*DOCUMENT PASSAGE*.
○ ○ ○

It does make one wonder if you could make a Music First work as well in all ways. I would suggest trying a buffer before it (I can answer questions about that if you want, not to derail the convo here).
 
. . .

Ron is biased by his Mod Squad Line Drive experience from the 90s which isn't representative as it was a typical, $500 resistor-based passive, not one with incredible transformers to match impedance.

. . .

This is true. I do not deny it. :cool:
 
While Keith was moving, he gave me the opportunity to demo his Music First passive Pre in my system. I had a nice two week demo and got to really enjoy the unit. In summary, it is an excellent piece of gear and I could easily live with it in my system.

Strengths
Clarity (a purity I'm not used to hearing)
Black background
Absolute silence (zero buzz through my compression driver, unlike my Lamm)

○ ○ ○

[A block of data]
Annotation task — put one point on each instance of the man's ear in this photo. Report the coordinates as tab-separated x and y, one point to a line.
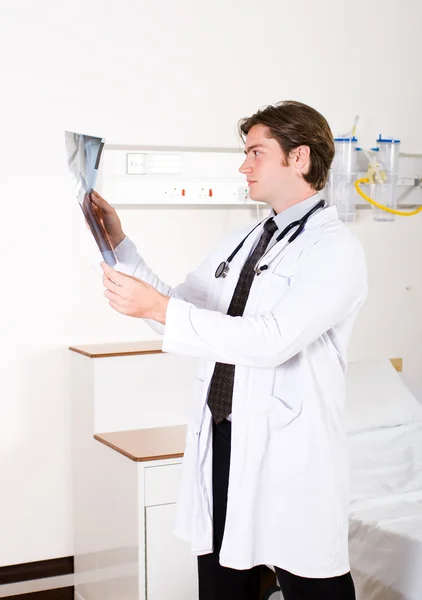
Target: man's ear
300	158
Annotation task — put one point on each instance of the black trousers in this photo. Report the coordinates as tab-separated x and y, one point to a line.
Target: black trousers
221	583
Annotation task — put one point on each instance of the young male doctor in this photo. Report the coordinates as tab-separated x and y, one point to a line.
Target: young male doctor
265	478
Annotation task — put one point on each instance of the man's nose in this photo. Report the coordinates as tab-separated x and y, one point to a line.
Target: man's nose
245	167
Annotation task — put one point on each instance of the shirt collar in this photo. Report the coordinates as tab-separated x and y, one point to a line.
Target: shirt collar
295	212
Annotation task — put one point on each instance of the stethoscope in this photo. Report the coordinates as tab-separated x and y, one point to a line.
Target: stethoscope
224	267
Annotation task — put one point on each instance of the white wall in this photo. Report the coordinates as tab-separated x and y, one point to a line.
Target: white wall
170	73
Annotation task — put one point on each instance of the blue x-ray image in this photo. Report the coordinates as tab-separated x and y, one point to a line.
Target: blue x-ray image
83	158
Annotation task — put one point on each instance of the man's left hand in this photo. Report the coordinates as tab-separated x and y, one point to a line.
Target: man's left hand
132	297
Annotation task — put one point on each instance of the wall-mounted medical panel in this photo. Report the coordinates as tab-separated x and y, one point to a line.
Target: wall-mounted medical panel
142	176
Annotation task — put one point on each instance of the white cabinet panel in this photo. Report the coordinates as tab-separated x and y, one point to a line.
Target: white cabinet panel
162	484
171	569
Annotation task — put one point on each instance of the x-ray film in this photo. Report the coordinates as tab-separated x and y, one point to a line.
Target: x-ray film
83	158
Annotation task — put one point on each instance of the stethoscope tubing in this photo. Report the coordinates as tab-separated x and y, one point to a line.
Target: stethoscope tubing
224	267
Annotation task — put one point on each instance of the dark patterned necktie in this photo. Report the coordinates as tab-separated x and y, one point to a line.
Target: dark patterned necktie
222	381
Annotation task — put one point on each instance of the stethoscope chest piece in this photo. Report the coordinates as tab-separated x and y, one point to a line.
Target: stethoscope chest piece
222	270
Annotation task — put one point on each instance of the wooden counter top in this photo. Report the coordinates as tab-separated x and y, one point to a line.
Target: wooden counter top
119	349
147	444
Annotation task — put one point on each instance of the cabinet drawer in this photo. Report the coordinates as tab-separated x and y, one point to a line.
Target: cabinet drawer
162	484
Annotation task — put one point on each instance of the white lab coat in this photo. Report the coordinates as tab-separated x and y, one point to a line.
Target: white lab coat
288	490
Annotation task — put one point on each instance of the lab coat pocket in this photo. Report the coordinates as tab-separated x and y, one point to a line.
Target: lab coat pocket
286	398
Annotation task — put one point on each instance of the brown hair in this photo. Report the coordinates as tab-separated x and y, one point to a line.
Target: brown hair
295	124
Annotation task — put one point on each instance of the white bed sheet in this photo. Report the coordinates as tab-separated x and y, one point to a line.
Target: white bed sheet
385	540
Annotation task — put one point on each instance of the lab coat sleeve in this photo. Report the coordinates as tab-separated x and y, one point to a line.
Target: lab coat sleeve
330	285
193	290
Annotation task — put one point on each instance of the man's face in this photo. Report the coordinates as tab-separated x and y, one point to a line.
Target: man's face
264	167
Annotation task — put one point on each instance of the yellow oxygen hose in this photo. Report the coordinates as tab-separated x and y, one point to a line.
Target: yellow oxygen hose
381	206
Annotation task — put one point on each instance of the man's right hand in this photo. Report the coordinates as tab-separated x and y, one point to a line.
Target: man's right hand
109	219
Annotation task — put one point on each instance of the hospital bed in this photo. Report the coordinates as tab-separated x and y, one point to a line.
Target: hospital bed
384	425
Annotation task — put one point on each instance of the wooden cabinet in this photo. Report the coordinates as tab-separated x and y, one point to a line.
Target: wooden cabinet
125	480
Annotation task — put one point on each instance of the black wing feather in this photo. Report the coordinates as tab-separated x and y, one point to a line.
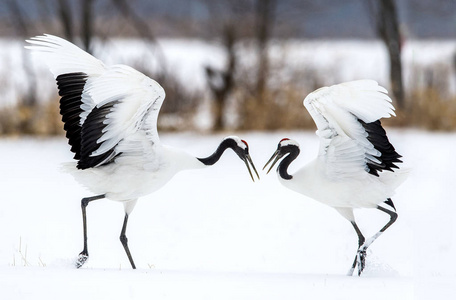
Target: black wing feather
71	86
389	157
92	130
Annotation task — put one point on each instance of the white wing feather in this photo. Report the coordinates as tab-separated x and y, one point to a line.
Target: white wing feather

○ ○ ○

*TASKS TO COMPLETE*.
• 1. In the preamp discussion, swap "Lamm" for "Marantz" and reproduce the passage from "Ron is biased" to "unlike my Lamm)".
• 2. Condense the paragraph of the preamp discussion that begins "While Keith was moving" into a short bulleted list that keeps its main facts.
• 3. Answer these questions using the preamp discussion, each on its own line:
(a) What experience is Ron said to be biased by?
(b) How long did the writer's demo of the Music First unit last?
(c) According to the list of strengths, what did the writer's Lamm produce through the compression driver that the Music First did not?
The records were drawn from a separate source.

*REPLIES*.
• 1.
Ron is biased by his Mod Squad Line Drive experience from the 90s which isn't representative as it was a typical, $500 resistor-based passive, not one with incredible transformers to match impedance.

. . .

This is true. I do not deny it. :cool:
 
While Keith was moving, he gave me the opportunity to demo his Music First passive Pre in my system. I had a nice two week demo and got to really enjoy the unit. In summary, it is an excellent piece of gear and I could easily live with it in my system.

Strengths
Clarity (a purity I'm not used to hearing)
Black background
Absolute silence (zero buzz through my compression driver, unlike my Marantz)

• 2.
- While Keith was moving, he let the writer demo his Music First passive preamp in the writer's system.
- The demo lasted two weeks, and the writer really enjoyed the unit.
- The writer considers it an excellent piece of gear and could easily live with it in that system.

• 3.
(a) His Mod Squad Line Drive experience from the 90s.
(b) Two weeks.
(c) Buzz.